(Object location annotation data)

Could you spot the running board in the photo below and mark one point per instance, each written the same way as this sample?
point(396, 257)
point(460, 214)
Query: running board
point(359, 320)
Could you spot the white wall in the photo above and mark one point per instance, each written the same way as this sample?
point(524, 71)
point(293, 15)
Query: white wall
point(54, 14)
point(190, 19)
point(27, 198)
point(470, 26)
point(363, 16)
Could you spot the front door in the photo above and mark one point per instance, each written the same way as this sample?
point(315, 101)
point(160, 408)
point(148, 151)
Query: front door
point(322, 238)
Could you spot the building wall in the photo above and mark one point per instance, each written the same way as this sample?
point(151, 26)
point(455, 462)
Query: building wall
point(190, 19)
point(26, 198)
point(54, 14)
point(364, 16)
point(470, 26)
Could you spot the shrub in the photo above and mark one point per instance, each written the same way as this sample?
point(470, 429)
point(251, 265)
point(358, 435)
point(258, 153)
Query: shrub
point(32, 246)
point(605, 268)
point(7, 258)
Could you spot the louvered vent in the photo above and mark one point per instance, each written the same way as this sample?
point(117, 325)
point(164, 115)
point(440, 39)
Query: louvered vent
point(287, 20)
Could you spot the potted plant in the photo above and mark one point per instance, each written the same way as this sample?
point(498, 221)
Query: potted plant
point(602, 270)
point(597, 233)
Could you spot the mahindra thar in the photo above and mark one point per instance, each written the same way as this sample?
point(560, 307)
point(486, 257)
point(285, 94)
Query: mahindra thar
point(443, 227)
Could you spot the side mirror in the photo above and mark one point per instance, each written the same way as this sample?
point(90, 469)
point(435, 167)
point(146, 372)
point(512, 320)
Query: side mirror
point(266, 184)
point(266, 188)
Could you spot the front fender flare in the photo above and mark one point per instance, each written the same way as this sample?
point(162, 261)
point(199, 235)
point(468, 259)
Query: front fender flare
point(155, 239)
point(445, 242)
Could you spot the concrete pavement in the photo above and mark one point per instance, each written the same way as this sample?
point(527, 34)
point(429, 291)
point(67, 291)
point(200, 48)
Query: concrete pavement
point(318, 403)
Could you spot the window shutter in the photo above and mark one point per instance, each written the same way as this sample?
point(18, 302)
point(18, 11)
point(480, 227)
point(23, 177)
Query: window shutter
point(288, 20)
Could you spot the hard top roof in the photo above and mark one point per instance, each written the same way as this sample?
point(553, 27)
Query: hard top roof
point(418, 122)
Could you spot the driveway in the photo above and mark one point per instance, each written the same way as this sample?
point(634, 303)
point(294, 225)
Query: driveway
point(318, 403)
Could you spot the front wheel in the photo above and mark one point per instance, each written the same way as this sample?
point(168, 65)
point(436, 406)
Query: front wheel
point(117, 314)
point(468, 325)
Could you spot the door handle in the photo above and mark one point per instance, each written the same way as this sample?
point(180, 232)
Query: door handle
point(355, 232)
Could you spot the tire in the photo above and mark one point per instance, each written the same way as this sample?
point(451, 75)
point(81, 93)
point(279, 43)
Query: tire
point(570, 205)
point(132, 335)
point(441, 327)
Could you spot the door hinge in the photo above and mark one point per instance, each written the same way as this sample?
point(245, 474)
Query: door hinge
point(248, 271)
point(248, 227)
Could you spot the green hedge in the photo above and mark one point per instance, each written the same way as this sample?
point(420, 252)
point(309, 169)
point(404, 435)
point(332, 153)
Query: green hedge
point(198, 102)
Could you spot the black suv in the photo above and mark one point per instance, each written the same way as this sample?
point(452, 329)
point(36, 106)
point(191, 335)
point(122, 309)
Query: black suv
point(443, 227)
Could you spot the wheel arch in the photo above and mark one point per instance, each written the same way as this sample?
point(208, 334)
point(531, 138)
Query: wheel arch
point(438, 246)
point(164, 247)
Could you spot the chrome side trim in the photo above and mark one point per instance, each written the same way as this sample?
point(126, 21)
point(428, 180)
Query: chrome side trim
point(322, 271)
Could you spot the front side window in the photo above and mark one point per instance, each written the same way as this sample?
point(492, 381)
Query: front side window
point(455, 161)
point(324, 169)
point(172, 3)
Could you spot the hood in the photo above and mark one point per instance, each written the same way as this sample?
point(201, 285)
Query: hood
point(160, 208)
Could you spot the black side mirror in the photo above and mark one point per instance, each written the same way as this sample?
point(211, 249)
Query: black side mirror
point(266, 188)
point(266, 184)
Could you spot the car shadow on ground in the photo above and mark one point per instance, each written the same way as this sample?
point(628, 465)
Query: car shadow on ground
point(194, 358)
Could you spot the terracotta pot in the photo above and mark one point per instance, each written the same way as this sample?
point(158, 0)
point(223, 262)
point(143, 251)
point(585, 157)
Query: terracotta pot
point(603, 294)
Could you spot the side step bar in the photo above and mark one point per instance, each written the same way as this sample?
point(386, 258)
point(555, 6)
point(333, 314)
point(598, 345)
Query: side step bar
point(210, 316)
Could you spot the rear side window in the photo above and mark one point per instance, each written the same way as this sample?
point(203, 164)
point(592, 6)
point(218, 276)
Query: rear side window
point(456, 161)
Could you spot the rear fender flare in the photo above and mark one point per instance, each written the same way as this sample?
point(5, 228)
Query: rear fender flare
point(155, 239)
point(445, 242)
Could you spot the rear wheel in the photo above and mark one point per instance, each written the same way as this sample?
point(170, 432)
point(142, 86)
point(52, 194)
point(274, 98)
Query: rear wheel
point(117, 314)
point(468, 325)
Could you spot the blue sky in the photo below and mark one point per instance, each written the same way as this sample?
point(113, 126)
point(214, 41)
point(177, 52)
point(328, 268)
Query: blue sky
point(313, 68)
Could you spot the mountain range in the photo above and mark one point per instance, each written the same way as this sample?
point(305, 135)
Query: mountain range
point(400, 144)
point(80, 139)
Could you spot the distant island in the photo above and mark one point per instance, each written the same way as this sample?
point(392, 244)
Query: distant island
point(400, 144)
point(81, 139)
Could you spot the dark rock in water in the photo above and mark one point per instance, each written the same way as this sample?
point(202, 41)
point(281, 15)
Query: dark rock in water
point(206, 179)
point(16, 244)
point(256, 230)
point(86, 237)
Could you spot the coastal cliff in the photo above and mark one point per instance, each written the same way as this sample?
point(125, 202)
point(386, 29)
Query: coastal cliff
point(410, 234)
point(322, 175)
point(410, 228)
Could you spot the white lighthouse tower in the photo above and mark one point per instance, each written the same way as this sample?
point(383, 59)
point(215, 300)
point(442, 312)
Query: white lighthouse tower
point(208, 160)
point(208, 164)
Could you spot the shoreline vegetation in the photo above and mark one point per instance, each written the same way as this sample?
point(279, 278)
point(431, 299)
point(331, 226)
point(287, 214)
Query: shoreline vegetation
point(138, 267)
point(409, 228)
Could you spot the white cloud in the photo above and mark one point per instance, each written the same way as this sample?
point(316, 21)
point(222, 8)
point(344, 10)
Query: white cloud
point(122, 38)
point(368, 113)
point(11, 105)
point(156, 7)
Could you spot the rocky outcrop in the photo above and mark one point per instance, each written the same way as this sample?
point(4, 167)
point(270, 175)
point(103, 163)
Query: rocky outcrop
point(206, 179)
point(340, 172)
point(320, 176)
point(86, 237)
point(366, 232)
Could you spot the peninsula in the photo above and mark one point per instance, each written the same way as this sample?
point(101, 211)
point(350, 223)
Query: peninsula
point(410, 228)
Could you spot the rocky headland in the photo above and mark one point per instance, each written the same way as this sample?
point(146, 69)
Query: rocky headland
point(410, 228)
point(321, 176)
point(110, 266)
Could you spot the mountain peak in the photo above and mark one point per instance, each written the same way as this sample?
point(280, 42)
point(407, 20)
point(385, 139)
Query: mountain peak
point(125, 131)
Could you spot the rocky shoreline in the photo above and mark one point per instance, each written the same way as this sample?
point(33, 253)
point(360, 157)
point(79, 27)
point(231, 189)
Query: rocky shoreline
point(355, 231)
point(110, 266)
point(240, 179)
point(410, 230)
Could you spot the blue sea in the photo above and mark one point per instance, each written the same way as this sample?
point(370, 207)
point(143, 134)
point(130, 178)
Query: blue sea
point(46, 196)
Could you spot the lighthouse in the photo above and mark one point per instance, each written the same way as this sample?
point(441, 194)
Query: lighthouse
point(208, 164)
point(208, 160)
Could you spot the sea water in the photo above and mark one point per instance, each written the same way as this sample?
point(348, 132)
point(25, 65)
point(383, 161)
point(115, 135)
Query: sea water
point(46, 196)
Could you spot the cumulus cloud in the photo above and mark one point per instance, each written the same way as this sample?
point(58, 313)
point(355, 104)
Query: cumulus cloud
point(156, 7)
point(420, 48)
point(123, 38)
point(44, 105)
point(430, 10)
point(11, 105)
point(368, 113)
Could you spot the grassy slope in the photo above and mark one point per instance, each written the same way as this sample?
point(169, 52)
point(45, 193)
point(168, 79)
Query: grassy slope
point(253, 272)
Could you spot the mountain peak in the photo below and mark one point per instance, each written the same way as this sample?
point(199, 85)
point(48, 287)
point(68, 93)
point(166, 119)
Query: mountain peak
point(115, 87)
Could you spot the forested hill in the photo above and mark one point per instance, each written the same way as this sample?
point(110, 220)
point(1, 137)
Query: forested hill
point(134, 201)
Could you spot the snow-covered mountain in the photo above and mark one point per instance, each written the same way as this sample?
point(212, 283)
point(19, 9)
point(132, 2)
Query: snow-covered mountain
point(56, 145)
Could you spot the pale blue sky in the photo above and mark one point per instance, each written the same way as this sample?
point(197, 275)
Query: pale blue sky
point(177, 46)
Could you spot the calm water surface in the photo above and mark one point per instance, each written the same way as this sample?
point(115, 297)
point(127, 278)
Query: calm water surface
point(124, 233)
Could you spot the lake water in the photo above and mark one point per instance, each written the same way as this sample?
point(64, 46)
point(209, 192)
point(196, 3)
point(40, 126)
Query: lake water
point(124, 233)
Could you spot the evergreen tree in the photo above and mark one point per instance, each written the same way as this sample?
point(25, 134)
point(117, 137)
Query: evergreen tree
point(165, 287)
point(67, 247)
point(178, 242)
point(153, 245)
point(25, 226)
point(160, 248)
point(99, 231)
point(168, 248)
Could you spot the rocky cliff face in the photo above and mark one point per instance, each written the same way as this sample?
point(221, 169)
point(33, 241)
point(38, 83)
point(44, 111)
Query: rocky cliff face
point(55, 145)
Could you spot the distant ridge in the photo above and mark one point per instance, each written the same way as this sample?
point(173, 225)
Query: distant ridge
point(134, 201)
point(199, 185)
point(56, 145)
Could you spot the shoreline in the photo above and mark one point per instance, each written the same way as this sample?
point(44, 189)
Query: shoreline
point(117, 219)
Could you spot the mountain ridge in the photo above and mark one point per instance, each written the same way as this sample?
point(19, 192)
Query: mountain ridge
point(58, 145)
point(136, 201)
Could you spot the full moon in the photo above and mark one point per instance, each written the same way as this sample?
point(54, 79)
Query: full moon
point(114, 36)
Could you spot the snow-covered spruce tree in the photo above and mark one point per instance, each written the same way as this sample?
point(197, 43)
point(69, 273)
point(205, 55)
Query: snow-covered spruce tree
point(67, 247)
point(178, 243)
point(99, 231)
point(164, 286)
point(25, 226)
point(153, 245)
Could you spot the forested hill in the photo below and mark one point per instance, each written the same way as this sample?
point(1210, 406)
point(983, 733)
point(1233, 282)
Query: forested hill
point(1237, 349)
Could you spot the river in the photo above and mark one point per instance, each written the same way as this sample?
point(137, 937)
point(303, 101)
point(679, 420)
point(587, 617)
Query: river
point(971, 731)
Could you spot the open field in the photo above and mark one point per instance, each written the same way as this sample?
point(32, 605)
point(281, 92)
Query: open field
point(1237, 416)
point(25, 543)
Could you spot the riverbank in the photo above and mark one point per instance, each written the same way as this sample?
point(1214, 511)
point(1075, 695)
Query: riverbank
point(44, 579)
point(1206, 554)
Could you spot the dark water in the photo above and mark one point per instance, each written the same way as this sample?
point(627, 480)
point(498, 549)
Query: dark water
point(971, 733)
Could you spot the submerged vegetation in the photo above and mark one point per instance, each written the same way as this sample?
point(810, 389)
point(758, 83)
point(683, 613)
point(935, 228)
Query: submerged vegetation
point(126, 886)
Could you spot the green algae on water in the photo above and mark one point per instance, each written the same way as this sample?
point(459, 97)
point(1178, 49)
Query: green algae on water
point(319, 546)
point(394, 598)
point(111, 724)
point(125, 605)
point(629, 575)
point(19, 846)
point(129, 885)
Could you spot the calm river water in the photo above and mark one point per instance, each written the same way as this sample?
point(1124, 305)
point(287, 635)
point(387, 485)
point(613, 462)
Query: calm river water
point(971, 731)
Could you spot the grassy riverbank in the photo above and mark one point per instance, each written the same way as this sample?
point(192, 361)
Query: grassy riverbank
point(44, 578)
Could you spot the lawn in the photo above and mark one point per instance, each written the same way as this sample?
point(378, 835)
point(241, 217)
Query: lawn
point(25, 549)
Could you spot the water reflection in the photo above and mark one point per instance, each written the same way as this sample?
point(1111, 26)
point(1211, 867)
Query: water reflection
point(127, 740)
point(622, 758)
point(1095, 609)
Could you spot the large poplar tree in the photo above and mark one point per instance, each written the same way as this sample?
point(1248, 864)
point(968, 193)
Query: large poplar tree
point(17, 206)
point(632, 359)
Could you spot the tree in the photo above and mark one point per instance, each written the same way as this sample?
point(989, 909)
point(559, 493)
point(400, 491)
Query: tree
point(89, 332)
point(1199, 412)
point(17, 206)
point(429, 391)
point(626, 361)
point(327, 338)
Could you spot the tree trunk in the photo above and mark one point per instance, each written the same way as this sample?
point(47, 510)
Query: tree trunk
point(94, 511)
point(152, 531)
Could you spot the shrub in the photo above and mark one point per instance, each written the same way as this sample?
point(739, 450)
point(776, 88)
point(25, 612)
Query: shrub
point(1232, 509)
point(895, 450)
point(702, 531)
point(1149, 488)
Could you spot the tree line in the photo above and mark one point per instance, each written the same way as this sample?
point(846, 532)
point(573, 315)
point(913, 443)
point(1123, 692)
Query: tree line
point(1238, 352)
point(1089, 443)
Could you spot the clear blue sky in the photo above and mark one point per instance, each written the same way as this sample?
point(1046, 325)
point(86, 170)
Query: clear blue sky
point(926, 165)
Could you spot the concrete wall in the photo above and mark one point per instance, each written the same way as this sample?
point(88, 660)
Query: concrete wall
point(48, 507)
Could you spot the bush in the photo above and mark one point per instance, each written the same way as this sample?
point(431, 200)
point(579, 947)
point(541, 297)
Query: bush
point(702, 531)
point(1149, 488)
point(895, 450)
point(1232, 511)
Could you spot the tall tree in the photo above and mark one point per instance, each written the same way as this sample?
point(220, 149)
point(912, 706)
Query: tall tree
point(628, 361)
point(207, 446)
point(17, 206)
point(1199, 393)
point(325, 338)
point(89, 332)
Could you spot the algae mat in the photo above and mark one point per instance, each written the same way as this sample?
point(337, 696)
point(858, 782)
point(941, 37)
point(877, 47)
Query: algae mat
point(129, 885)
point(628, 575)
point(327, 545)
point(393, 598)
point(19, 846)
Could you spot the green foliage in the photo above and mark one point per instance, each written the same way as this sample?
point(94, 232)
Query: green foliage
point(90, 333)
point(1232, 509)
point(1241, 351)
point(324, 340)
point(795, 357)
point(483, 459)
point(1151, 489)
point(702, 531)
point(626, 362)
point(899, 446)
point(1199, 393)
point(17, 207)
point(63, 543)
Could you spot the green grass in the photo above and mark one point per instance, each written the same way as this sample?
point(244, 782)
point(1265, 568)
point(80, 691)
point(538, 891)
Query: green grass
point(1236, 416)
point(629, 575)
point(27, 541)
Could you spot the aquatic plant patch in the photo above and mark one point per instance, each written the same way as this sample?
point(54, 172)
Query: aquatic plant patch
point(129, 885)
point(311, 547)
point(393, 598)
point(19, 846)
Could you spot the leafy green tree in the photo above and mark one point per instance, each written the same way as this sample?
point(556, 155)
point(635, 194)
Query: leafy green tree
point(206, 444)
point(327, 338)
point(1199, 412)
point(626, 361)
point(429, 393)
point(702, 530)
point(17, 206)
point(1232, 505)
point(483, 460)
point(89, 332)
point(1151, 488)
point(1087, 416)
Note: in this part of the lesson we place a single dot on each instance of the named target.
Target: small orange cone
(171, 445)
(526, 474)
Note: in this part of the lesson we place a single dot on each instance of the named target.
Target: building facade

The task: Copy the records from the start through the line containing "point(359, 320)", renaming "running board" to "side step" throughout those lines and leaving everything else unchanged.

The answer:
Could you spot the side step in the photo below and mark one point per instance, each written the same way as this sample?
point(396, 257)
point(460, 214)
Query: side step
point(359, 320)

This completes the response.